Task to carry out: Report back every line of the entries that contains "toyota", exactly as written.

Materials provided:
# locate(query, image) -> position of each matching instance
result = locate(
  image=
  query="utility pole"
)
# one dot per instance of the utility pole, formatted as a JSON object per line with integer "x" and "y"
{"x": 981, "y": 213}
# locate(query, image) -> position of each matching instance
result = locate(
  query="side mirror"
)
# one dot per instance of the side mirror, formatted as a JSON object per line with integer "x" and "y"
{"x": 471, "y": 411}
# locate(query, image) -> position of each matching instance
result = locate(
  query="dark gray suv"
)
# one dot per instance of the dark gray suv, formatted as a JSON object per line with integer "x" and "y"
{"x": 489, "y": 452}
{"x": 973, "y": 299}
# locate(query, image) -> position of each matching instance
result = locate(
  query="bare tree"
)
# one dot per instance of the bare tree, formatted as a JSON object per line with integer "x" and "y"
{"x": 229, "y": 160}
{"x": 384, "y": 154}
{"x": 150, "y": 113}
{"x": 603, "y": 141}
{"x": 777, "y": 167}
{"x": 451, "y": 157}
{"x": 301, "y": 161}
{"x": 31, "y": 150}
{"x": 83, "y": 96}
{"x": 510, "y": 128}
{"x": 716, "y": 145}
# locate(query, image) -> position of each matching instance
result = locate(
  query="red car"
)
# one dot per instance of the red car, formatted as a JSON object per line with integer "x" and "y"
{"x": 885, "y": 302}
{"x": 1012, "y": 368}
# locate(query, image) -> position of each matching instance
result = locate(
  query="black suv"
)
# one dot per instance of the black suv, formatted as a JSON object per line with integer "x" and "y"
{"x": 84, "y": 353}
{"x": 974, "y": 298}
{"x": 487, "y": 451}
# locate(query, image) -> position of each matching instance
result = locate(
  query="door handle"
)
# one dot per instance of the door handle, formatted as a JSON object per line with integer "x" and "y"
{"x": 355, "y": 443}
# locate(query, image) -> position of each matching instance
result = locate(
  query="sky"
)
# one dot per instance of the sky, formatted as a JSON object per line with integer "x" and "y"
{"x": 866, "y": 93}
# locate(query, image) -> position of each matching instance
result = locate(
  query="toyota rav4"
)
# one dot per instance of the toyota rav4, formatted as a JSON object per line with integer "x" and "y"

Exercise output:
  query="toyota rav4"
# one dot per instance of the toyota rav4, formatted as a JSON object per line with integer "x" and "y"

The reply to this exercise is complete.